● **Testo dell'esercizio**
That win the best
Non so se it's coming home, ma almeno non vedo la Copa America
La vittoria dell'Inghilterra, l'eccesso di metafore su Eriksen e un consiglio a CR7
Provate a immaginare se non ci fosse l’Europeo: saremmo stati invasi dagli highlights con i gol di improbabili attaccanti boliviani, racconti à la Osvaldo Soriano sul portiere di riserva dell’Ecuador, tonnellate di retorica sulla garra, il riscatto, il quartiere povero dove è cresciuto il terzino del Perù.

● **Sezione dati**
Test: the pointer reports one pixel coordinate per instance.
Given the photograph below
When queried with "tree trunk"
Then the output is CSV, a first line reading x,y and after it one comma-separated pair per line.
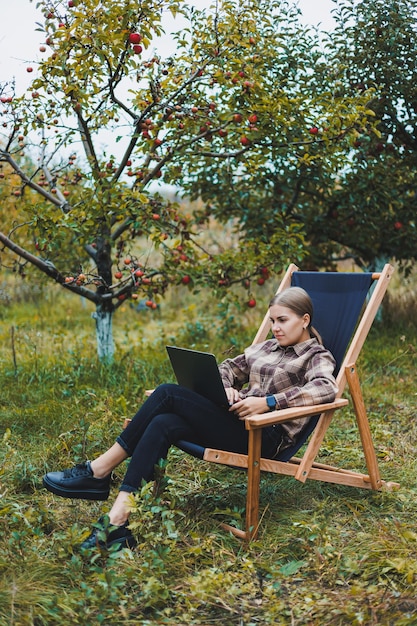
x,y
104,334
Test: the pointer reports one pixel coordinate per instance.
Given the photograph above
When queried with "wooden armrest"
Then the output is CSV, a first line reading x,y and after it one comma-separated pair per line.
x,y
286,415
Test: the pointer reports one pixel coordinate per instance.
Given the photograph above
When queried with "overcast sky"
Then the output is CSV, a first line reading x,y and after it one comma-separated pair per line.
x,y
19,41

● **Elenco attività**
**1.** Nel testo sull'Europeo, di quale nazionale è il portiere di riserva di cui si parla?
**2.** Riassumi in due frasi il testo sull'Europeo.
**3.** Trascrivi il brano del testo sull'Europeo che parte da "That win the" e arriva a "terzino del Perù.", cambiando "Europeo" in "Mondiale".
Per svolgere le attività i record non servono.

● **Soluzioni per attività**
**1.** Dell'Ecuador.

**2.** Il pezzo tratta della vittoria dell'Inghilterra, dell'eccesso di metafore su Eriksen e di un consiglio a CR7. Secondo l'autore, senza l'Europeo saremmo stati invasi da highlights di attaccanti boliviani, racconti sul portiere di riserva dell'Ecuador e retorica sulla garra, sul riscatto e sul quartiere povero in cui è cresciuto il terzino del Perù.

**3.**
That win the best
Non so se it's coming home, ma almeno non vedo la Copa America
La vittoria dell'Inghilterra, l'eccesso di metafore su Eriksen e un consiglio a CR7
Provate a immaginare se non ci fosse l’Mondiale: saremmo stati invasi dagli highlights con i gol di improbabili attaccanti boliviani, racconti à la Osvaldo Soriano sul portiere di riserva dell’Ecuador, tonnellate di retorica sulla garra, il riscatto, il quartiere povero dove è cresciuto il terzino del Perù.